WHAT TO DO
Count the lines in the items below that contain the string "tractor", treating case as significant, and reply with the number alone.

Extracted records
_ _ _ _ _ _ _
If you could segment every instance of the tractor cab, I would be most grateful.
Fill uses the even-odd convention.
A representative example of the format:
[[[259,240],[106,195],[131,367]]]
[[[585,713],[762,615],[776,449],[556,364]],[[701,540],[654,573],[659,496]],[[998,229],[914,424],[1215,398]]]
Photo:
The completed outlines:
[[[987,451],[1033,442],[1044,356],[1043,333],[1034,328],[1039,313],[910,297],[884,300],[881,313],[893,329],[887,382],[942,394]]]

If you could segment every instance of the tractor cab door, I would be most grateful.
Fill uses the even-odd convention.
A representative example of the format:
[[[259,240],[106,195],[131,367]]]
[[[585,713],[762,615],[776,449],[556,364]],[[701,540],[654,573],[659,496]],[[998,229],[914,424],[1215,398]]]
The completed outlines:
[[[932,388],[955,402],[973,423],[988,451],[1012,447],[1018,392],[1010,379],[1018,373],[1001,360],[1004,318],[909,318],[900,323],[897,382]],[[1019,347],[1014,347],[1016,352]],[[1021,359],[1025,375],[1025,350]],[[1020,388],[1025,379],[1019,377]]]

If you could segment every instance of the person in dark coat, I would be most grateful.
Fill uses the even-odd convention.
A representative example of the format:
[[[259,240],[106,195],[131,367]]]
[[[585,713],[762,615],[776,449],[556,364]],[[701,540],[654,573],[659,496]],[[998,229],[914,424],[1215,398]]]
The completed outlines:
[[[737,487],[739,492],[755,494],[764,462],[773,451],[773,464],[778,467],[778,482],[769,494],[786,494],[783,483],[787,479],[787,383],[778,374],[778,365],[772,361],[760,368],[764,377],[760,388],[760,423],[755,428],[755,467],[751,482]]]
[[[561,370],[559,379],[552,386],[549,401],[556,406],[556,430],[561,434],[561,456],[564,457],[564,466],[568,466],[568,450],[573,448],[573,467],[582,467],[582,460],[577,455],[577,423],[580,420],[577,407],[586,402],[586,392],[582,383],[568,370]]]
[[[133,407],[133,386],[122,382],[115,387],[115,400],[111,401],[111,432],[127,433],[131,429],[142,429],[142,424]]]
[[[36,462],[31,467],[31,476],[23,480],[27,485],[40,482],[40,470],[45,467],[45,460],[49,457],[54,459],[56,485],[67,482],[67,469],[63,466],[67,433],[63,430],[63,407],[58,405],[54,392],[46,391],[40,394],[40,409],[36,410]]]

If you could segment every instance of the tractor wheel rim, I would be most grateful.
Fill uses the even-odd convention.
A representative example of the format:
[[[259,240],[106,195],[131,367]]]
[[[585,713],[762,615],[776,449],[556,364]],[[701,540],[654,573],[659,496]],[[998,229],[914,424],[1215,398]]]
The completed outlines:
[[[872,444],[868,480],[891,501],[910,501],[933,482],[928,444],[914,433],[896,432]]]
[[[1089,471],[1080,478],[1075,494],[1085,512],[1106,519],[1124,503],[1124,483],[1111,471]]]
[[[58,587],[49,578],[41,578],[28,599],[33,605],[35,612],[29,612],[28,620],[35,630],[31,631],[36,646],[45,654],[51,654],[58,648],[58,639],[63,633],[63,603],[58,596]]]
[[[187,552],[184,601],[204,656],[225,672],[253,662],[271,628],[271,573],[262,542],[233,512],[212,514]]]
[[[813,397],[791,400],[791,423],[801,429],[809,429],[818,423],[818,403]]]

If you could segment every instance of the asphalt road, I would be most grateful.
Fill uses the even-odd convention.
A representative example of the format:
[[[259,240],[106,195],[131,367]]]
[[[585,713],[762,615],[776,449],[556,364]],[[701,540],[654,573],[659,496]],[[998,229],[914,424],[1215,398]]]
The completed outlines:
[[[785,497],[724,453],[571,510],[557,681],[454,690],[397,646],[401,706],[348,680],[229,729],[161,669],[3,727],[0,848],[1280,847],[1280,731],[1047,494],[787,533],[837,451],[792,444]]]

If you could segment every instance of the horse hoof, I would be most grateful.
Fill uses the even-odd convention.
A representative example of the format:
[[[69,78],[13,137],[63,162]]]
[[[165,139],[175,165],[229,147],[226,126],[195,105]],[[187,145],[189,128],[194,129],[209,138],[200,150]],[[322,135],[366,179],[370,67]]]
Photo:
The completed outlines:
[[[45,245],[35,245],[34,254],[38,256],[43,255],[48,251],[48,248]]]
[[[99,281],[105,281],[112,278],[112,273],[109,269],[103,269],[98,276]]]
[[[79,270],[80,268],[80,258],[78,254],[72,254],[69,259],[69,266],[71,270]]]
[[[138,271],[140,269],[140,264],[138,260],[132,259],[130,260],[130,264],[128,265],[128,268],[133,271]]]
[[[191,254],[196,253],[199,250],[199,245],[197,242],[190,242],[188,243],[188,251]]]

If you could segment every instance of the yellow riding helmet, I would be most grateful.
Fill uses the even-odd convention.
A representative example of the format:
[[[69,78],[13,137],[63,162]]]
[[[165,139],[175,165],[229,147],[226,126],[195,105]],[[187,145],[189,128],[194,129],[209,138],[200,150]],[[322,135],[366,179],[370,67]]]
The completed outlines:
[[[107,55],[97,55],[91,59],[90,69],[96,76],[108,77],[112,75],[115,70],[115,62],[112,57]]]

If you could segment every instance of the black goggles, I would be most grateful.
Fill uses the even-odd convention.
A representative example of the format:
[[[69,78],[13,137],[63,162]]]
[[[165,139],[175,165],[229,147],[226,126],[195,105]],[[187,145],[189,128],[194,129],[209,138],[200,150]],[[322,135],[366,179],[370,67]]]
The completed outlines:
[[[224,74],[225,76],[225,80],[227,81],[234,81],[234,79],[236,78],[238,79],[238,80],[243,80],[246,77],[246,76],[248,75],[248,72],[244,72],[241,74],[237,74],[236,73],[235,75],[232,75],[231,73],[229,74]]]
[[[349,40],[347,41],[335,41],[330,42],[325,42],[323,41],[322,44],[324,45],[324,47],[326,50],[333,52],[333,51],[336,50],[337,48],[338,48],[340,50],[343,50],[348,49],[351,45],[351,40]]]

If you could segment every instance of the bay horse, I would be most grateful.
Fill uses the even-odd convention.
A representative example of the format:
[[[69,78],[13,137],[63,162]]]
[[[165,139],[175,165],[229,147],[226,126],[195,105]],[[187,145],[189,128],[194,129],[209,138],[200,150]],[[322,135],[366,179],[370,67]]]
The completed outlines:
_ _ _ _ _ _ _
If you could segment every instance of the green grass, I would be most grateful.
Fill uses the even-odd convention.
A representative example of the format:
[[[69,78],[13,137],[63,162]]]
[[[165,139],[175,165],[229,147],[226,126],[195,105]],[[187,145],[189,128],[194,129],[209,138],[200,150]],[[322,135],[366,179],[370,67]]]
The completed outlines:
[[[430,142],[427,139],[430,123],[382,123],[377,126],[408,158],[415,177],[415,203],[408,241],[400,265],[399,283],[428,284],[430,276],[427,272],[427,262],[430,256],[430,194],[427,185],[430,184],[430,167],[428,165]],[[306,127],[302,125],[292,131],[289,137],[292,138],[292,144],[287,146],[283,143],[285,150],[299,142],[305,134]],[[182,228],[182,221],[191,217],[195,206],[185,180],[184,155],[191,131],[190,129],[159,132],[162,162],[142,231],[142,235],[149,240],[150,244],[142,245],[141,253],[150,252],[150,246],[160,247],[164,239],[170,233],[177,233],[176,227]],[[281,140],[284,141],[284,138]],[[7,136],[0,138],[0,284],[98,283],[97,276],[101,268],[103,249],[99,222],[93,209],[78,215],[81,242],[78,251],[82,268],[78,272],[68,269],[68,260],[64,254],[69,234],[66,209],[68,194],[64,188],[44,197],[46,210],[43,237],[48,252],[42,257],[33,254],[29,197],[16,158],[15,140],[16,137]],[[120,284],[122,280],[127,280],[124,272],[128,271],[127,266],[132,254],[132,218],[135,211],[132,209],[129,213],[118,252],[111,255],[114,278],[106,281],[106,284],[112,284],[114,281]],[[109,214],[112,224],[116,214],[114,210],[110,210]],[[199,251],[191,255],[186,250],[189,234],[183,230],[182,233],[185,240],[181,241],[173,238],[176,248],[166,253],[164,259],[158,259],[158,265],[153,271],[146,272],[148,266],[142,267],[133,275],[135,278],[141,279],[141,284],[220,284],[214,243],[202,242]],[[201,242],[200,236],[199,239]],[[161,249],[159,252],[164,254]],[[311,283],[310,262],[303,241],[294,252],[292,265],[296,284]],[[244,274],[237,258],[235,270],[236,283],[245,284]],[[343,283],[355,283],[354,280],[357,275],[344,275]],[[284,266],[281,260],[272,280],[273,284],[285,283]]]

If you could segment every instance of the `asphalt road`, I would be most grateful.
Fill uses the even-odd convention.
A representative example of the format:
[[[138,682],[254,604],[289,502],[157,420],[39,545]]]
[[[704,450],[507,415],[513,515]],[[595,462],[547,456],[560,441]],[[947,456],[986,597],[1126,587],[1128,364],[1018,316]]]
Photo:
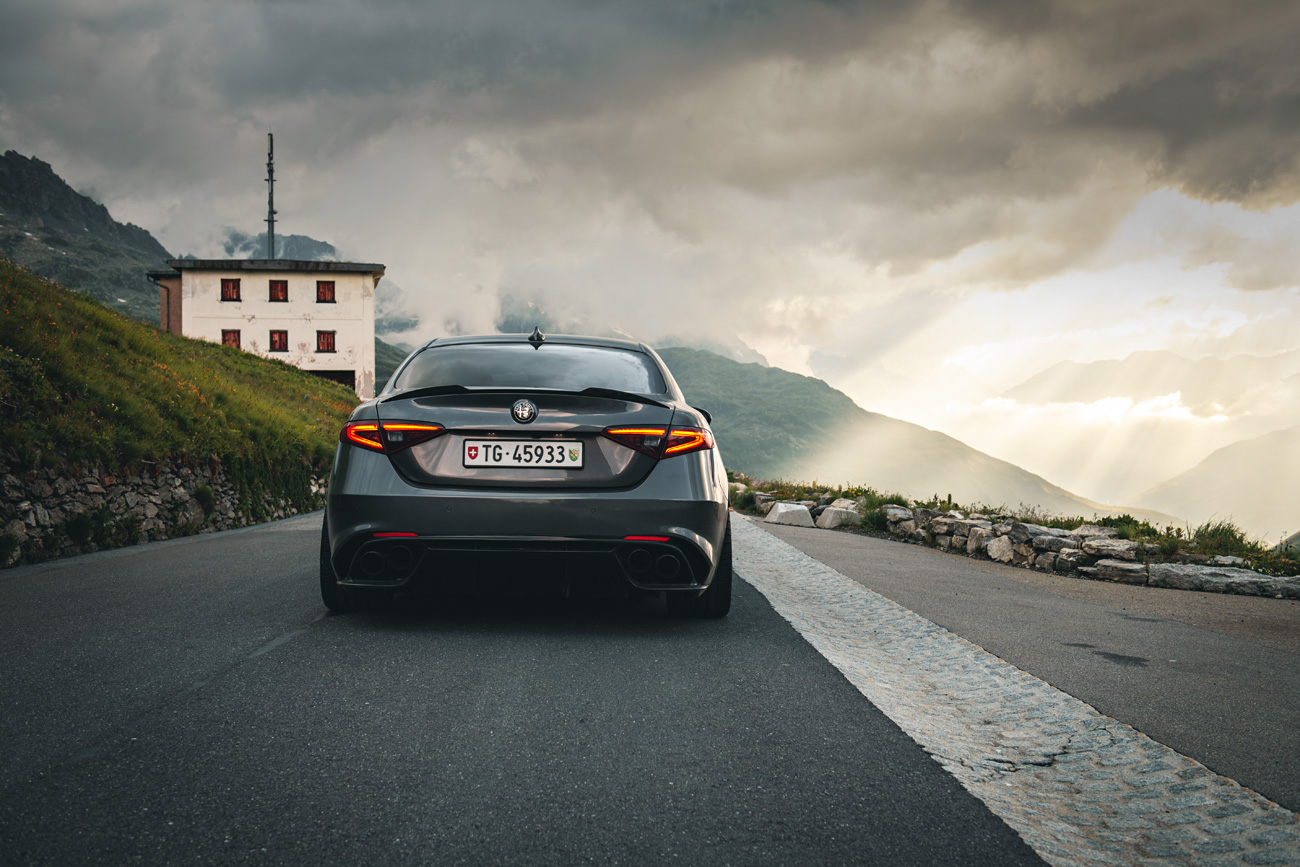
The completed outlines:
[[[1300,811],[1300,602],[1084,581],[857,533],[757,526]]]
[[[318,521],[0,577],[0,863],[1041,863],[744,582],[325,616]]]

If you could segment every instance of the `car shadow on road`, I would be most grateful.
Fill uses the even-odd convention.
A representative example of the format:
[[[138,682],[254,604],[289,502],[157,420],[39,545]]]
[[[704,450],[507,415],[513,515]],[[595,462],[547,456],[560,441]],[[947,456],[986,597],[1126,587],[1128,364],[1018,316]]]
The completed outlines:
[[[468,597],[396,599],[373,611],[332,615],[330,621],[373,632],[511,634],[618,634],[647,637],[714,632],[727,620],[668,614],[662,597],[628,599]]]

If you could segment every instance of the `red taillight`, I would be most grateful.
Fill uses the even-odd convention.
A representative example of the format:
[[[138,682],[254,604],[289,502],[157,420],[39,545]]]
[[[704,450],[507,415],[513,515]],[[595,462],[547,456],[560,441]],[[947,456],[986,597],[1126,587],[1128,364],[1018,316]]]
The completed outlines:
_ _ _ _ _ _ _
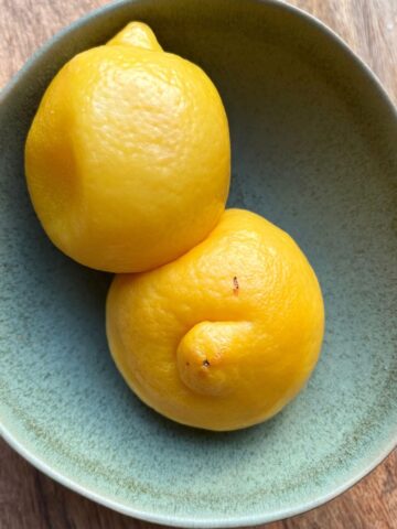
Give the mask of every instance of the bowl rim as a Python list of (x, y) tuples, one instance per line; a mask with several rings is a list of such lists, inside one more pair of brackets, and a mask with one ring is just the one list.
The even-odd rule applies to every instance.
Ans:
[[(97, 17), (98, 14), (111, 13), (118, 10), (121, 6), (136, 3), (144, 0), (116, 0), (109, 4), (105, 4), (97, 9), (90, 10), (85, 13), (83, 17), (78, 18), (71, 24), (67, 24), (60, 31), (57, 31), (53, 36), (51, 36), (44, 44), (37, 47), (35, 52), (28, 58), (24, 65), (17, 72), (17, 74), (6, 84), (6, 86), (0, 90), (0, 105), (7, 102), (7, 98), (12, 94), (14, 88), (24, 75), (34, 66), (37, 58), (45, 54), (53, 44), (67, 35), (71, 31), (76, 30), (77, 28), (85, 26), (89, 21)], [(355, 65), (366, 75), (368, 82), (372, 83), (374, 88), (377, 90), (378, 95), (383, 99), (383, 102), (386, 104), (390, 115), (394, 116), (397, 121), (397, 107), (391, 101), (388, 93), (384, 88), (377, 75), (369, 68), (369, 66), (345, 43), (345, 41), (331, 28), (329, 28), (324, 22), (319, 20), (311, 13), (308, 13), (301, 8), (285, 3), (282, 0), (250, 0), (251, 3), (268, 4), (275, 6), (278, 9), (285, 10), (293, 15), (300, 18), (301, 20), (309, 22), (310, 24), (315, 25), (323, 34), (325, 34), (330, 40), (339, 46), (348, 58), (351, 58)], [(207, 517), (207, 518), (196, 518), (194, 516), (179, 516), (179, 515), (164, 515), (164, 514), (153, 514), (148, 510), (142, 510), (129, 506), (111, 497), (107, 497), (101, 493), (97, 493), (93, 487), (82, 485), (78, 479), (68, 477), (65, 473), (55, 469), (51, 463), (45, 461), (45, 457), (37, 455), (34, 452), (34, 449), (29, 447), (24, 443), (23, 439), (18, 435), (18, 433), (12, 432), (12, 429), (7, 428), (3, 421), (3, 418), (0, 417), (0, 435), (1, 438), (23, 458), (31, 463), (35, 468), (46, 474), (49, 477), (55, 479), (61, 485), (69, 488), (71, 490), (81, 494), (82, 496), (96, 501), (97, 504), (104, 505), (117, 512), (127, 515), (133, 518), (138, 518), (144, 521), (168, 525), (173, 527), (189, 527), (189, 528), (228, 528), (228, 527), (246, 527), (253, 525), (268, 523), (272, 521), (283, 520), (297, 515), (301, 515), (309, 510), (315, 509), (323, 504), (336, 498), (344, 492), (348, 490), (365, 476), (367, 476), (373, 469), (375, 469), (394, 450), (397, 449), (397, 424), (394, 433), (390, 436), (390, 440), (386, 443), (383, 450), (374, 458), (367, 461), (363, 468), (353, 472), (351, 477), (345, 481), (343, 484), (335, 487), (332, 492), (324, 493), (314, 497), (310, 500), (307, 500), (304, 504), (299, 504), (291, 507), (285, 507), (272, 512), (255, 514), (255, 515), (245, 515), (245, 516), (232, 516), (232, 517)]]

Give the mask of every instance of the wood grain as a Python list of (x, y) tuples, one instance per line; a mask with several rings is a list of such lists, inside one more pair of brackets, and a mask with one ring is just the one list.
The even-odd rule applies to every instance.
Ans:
_ _ _ _ _ _ _
THE REPLY
3